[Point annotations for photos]

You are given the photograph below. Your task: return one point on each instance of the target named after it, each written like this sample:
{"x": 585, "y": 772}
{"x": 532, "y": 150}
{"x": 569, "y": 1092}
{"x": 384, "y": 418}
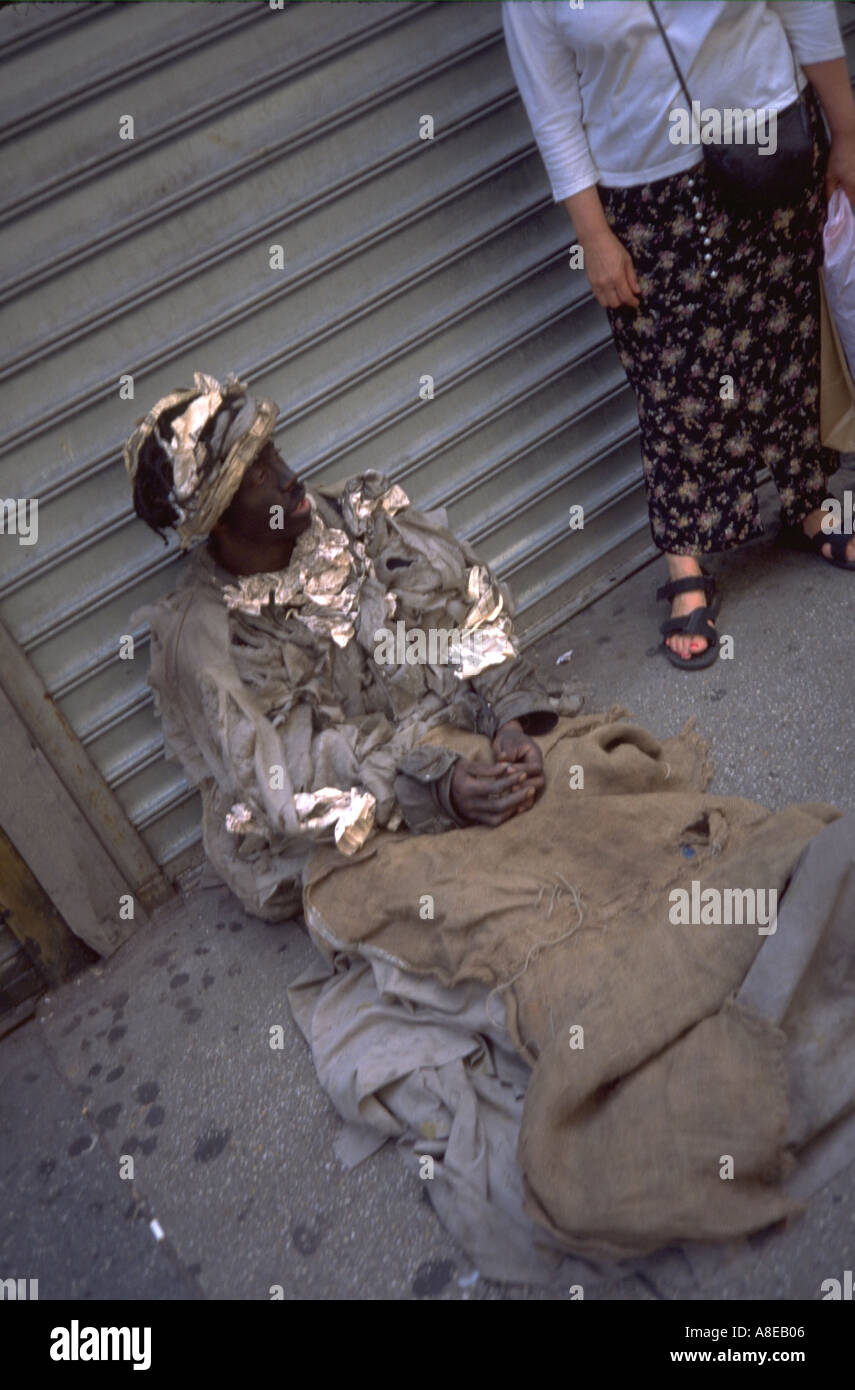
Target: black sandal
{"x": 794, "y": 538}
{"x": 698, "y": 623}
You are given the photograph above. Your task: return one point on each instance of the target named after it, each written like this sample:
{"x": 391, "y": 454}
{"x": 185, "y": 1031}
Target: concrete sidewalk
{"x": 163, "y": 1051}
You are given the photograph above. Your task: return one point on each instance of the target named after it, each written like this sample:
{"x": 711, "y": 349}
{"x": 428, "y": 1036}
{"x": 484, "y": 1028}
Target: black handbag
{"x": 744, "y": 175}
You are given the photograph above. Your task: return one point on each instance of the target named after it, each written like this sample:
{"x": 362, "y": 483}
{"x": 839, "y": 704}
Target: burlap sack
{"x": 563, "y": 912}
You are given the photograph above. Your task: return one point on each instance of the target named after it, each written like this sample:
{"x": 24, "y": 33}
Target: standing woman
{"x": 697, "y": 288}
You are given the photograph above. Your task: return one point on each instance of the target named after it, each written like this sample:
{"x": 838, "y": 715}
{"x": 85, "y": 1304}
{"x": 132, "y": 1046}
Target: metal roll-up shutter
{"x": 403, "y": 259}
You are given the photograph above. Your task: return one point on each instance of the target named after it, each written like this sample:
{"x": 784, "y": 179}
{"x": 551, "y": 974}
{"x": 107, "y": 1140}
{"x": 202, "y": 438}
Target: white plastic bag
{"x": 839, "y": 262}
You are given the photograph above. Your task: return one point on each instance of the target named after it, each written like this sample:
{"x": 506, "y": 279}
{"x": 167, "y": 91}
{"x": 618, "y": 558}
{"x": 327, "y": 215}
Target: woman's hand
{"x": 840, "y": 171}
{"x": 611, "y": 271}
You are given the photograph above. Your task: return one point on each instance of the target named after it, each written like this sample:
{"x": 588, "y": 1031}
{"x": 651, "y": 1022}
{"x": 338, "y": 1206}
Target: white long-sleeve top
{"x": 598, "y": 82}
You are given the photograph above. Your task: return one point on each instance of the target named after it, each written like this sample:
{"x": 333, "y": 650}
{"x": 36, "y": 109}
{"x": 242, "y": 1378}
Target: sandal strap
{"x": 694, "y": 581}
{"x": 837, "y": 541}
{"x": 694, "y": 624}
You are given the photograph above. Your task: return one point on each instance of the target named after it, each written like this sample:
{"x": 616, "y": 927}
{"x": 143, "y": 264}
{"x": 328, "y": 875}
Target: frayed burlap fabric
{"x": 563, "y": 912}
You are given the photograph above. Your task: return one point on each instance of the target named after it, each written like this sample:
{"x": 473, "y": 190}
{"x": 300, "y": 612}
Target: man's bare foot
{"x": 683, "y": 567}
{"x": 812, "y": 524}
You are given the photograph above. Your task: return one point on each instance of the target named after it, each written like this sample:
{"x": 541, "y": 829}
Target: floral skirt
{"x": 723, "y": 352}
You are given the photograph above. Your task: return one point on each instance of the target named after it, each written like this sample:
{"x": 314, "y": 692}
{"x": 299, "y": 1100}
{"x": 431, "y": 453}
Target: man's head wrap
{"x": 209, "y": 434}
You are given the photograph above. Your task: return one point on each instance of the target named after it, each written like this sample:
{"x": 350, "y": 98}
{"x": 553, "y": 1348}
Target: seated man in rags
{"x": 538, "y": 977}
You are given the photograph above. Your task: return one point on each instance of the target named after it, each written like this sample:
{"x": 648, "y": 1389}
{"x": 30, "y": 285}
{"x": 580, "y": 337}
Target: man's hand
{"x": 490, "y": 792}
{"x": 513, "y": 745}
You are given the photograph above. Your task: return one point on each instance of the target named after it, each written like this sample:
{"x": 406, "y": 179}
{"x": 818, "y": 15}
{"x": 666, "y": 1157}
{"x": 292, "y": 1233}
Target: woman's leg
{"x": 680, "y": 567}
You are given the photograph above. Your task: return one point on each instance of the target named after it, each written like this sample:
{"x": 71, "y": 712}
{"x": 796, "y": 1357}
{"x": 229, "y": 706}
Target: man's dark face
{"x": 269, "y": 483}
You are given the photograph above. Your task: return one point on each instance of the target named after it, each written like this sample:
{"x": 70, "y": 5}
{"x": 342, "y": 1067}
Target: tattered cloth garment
* * *
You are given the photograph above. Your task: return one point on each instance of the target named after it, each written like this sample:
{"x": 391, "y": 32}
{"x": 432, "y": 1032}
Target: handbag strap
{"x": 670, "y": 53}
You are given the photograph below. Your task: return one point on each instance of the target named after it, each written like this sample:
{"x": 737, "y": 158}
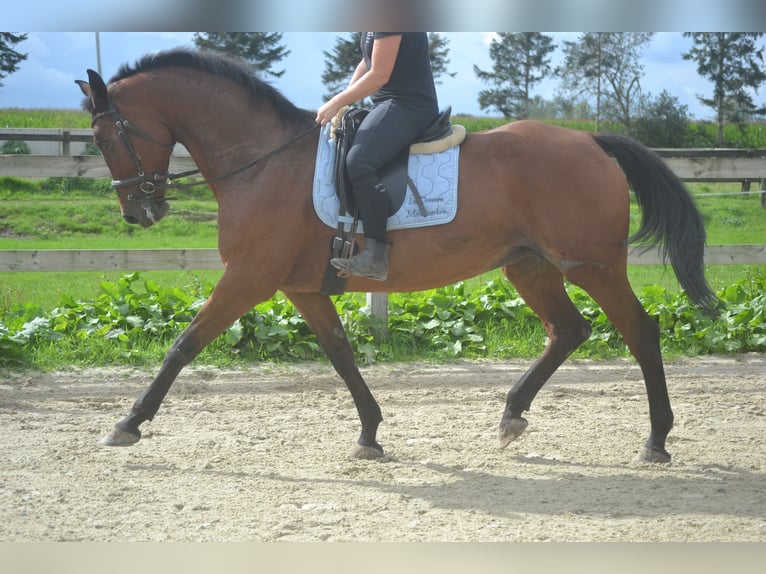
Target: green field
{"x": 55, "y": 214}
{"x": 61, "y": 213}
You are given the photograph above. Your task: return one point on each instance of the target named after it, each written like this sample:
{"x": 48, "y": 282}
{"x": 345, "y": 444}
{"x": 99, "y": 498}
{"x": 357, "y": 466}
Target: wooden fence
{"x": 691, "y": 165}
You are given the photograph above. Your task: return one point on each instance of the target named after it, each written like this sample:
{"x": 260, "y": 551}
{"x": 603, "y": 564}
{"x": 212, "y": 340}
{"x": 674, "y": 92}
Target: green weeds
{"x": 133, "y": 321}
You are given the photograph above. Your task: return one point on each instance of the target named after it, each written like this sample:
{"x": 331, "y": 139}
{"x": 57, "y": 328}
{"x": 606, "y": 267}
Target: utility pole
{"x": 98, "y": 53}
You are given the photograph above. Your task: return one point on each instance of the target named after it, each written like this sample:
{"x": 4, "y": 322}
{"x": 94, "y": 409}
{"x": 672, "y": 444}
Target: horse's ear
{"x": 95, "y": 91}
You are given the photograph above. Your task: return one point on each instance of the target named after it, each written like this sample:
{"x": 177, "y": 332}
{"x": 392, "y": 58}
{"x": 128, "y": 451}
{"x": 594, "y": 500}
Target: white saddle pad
* * *
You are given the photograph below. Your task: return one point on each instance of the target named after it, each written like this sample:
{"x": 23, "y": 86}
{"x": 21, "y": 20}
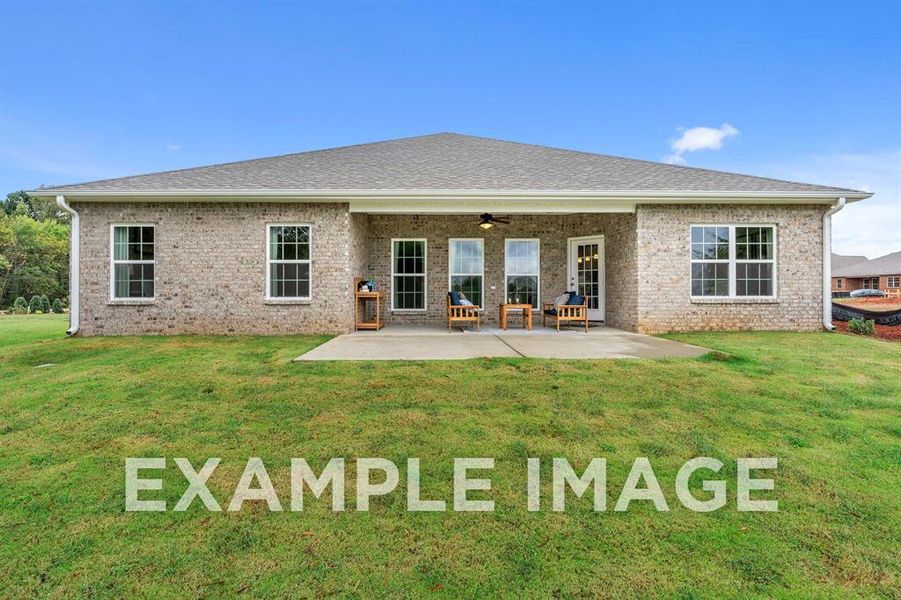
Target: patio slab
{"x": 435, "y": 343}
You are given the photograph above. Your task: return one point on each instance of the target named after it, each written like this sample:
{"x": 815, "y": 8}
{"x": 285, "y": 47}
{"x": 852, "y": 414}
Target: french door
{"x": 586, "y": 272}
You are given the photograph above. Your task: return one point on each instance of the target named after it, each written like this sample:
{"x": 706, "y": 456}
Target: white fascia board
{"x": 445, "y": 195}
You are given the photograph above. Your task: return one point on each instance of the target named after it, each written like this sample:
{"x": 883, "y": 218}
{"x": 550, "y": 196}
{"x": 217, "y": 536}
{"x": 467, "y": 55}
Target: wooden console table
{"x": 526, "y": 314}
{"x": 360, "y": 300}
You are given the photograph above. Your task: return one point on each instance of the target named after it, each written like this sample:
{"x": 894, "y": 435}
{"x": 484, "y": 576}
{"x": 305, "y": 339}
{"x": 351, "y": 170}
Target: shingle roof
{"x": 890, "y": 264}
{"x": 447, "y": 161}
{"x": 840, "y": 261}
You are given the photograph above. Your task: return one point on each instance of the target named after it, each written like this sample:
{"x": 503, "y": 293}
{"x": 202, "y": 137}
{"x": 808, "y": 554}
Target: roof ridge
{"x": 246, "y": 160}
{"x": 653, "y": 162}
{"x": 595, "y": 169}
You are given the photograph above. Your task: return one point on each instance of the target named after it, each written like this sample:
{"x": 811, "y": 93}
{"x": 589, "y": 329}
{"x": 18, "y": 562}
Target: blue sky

▶ _WHAT THE TASK ASKS_:
Collect every line in the items above that contains the word "white". The match is case-sensitive.

▶ _OUTPUT FOR THIS TASK_:
Target: white plastic bag
Target: white long-sleeve top
Target: white saddle pad
Target: white fascia board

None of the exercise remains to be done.